◆ **CONSIGNE**
Répondez à ces questions à partir du texte ci-dessous, sur le pacte de la vie au travail :
(a) Sur quels dossiers l'échec des négociations laisse-t-il les mains libres au gouvernement ?
(b) Quelles sont les deux lignes rouges citées par Denis Gravouil ?
(c) Quels jours FO et la CFDT doivent-ils se réunir pour décider formellement de leur choix ?

Après deux jours de fastidieuses négociations sur le « pacte de la vie au travail », portant sur les conditions d’emploi des seniors, syndicats et patronat ne sont pas parvenus à trouver un accord. L’échec de ces négociations permet au gouvernement d’avoir les mains libres à la fois sur ce dossier et sur celui de l’assurance chômage.

 

Après de longues heures de négociations, réparties sur deux jours et terminées tard dans la nuit du 9 au 10 avril, syndicats et patronat actent un désaccord sur le « pacte de la vie au travail », un texte censé favoriser l’emploi des seniors. « On avait deux lignes rouges, deux reculs qu’on ne pouvait pas acter. Le CDI senior, qui ne s’appelle d’ailleurs même plus comme ça, et la réforme de la reconversion professionnelle. Le patronat n’a pas voulu lâcher là-dessus et de l’autre côté ne proposait aucune avancée », estime, Denis Gravouil, secrétaire confédéral CGT et membre et négociateur ces deux derniers jours.

FO et la CFDT doivent encore se réunir le 10 et le 11 avril pour décider formellement de leur choix, mais « les déclarations négatives de leurs négociateurs ne laissent guère de doute sur le fait que leur décision sera négative », écrit l’AFP. Faute d’accord, c’est le gouvernement qui reprendra la main sur ce dossier.

◆ **LISTE DES ENTRÉES**

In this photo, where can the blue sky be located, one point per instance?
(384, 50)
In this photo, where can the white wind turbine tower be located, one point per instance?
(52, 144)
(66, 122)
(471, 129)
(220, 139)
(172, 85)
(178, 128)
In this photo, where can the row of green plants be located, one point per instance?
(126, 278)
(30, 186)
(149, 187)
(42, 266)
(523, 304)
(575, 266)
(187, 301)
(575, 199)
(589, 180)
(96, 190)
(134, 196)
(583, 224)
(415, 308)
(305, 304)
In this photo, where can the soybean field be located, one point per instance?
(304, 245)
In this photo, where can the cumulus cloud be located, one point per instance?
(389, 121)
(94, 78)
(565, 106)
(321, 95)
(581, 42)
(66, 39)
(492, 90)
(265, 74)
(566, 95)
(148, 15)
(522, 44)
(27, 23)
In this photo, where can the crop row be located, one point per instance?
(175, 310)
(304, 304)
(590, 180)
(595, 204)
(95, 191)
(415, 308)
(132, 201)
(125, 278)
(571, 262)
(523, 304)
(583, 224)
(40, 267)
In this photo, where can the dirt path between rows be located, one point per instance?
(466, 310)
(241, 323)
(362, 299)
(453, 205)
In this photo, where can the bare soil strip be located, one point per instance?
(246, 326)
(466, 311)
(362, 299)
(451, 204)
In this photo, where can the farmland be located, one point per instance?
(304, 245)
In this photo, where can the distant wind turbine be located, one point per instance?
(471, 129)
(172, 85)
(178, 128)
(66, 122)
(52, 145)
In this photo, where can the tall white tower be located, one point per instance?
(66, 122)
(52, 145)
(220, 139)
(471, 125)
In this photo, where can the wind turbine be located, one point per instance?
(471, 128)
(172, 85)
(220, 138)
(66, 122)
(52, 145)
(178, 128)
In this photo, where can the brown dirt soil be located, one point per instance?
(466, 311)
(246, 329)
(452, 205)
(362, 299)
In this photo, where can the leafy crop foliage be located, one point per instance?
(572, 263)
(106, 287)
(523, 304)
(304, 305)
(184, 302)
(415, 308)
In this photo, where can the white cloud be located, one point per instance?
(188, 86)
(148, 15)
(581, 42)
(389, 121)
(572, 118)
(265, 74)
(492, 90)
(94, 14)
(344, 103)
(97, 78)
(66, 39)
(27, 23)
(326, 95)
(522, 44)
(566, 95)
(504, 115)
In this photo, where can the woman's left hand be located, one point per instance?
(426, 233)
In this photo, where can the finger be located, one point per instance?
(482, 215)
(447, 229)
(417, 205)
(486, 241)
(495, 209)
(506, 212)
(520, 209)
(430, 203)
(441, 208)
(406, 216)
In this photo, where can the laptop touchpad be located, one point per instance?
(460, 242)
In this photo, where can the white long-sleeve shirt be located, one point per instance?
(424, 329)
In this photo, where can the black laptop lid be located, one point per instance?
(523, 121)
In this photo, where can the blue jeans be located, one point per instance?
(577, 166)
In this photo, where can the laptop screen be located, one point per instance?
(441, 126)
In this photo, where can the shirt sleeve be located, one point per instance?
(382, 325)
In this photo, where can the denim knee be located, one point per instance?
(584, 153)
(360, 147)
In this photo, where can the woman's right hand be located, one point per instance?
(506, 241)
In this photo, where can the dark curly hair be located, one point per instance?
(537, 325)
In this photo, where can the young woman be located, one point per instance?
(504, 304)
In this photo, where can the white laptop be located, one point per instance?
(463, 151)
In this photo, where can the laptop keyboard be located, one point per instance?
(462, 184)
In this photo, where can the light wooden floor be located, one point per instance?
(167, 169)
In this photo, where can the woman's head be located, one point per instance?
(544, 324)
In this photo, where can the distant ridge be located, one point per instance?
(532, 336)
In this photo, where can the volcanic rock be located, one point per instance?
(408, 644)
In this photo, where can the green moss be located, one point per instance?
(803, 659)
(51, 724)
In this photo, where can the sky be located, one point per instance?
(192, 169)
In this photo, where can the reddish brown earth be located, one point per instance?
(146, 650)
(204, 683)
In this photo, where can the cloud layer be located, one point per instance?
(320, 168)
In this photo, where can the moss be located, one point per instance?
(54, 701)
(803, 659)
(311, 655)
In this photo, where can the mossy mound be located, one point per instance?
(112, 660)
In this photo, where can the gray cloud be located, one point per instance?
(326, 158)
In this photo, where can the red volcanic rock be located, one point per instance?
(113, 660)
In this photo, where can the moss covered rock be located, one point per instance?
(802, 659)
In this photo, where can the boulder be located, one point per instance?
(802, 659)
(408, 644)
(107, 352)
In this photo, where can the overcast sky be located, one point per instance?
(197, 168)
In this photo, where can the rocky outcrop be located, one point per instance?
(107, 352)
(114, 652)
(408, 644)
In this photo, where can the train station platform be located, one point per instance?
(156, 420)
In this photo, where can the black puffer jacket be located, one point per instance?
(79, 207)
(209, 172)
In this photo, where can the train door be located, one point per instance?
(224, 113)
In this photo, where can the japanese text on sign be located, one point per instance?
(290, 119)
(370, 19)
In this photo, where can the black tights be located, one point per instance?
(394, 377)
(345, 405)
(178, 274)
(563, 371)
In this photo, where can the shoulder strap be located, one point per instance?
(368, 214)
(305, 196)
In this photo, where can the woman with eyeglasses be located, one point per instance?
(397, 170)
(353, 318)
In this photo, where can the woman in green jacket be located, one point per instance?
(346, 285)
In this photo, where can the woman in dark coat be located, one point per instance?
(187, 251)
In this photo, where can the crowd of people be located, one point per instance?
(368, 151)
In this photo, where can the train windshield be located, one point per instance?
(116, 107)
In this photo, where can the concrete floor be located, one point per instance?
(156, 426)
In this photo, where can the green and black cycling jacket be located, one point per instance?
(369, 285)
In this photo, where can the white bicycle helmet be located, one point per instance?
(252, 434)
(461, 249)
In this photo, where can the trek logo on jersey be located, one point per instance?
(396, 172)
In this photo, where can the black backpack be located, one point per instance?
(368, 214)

◆ **RÉPONSE**
(a) Le « pacte de la vie au travail » et l'assurance chômage.
(b) Le CDI senior et la réforme de la reconversion professionnelle.
(c) Le 10 et le 11 avril.